## start DATA PROVIDED

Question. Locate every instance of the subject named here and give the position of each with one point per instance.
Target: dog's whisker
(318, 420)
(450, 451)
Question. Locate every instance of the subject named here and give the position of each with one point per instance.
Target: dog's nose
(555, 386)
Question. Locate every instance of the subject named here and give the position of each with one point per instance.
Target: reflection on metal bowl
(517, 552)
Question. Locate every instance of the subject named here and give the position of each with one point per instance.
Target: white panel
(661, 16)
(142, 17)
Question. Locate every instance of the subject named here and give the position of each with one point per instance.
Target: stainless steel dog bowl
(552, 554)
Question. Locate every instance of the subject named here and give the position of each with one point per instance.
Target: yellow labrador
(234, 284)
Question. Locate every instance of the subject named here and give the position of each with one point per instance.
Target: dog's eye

## end DATA PROVIDED

▶ WHAT YOU ARE ASKED TO DO:
From the rows above, keep only the lines that contain the word "Target" and list each of those lines in full.

▶ WRITTEN RESPONSE:
Target: dog's whisker
Target: dog's nose
Target: reflection on metal bowl
Target: white panel
Target: stainless steel dog bowl
Target: yellow labrador
Target: dog's eye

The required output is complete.